═════ BRANO FORNITO

Ufficialmente, le forze politiche che sostengono il governo dei migliori sono compatte nel difendere l’operato dell’esecutivo. Ci mancherebbe altro, visto che per fare arrivare Draghi a palazzo Chigi sono state sacrificate molte regole, non solo formali. Quando Matteo Renzi decise di staccare la spina al secondo governo di Giuseppe Conte - l’unico con una pallida infarinatura progressista - il sentiero della legislatura era inesorabilmente tracciato verso nuove elezioni. Solo l’asso nella manica tirato fuori da Sergio Mattarella ha messo d’accordo tutti o quasi: soltanto la sorella d’Italia Giorgia Meloni e, sul fronte opposto, il parlamentare solitario Nicola Fratoianni di Sinistra italiana si sono detti indisponibili a far parte di un governo di salute pubblica nato nelle pieghe di una pandemia di cui, ancora oggi, non si vede la fine.

Fin qui la storia, ma le politiche di questi ultimi mesi hanno lasciato parecchio amaro in bocca a una parte consistente dei cittadini elettori. Più che il governo dei migliori, quello di Draghi è stato ben presto definito governo dei padroni. Tanto è vero che le ultime organizzazioni di massa presenti nel paese, i sindacati con in testa la Cgil, hanno espresso a gran voce il loro disappunto, fino ad arrivare allo sciopero generale del 16 dicembre scorso. In questo contesto i resoconti a dir poco agiografici del discorso di fine anno dell’attuale inquilino di palazzo Chigi appaiono intrisi di una melassa appiccicosa, che la dice lunga sul fatto che i media italiani non occupano una lusinghiera posizione nella classifica sulla libertà di stampa. Per la cronaca, il dossier di Reporter senza frontiere conferma l’Italia al quarantunesimo posto, già occupato nel 2020. Fra la Repubblica Ceca e la Corea del Sud, ben distante dalle principali nazioni europee.

══════════

* LAVORO RICHIESTO:
1. Indica se ciascuna affermazione concorda con il brano sul governo Draghi. Rispondi sì o no e cita le parole decisive del brano. (a) Giorgia Meloni si è detta indisponibile a far parte del governo. (b) Lo sciopero generale si è svolto il 16 novembre. (c) Nel 2020 l'Italia occupava una posizione diversa dal quarantunesimo posto.
2. Secondo il brano sul governo Draghi, chi decise di staccare la spina al secondo governo di Giuseppe Conte?
3. Prosegui il brano sul governo Draghi a partire dalla sua ultima frase.
In questa parte il materiale non va utilizzato.

═════ INFORMAZIONI FORNITE

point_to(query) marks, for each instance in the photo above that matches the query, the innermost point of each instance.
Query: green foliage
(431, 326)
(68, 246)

══════════
═════ INFORMAZIONI FORNITE

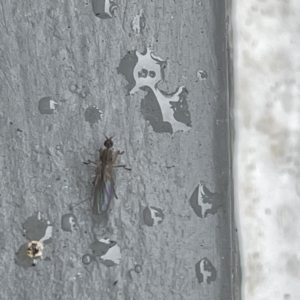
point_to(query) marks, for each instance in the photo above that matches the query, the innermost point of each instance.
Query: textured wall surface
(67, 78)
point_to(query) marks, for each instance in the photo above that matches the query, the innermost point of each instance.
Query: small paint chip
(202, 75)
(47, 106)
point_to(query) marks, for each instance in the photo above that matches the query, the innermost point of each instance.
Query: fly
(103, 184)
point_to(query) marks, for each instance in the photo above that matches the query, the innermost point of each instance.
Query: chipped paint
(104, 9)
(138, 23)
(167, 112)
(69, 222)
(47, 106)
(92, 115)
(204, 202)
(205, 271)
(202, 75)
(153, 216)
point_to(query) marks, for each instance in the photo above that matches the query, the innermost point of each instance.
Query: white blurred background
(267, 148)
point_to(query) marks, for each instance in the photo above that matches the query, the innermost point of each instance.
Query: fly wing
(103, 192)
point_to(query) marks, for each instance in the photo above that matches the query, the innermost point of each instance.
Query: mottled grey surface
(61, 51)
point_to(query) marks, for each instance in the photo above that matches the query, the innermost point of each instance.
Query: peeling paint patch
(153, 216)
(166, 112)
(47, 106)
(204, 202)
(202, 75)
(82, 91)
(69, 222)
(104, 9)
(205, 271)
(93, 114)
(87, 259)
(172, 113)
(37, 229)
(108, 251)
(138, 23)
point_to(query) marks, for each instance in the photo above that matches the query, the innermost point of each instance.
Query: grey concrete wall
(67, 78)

══════════

* RISPOSTE:
1.
(a) Sì: «soltanto la sorella d’Italia Giorgia Meloni e, sul fronte opposto, il parlamentare solitario Nicola Fratoianni di Sinistra italiana si sono detti indisponibili a far parte di un governo di salute pubblica»
(b) No: «fino ad arrivare allo sciopero generale del 16 dicembre scorso»
(c) No: «conferma l’Italia al quarantunesimo posto, già occupato nel 2020»

2. Matteo Renzi.

3.
La legge di bilancio appena approvata in fretta e furia dal Parlamento, pena l’esercizio provvisorio, più che redistribuire le ricchezze in favore di chi meno ha, indirizza i 30miliardi stanziati verso i soliti noti, industriali in primis. Era difficile immaginare una manovra di segno diverso nell’epoca del “tutti insieme poco appassionatamente” - da Berlusconi a D’Alema, passando per Letta e Salvini - ma i finanziamenti del Piano nazionale di ripresa e resilienza, un tesoretto che prima del Covid 19 era inimmaginabile avere a disposizione, avevano fatto sognare un destino diverso ai soliti ottimisti di sinistra. Macché.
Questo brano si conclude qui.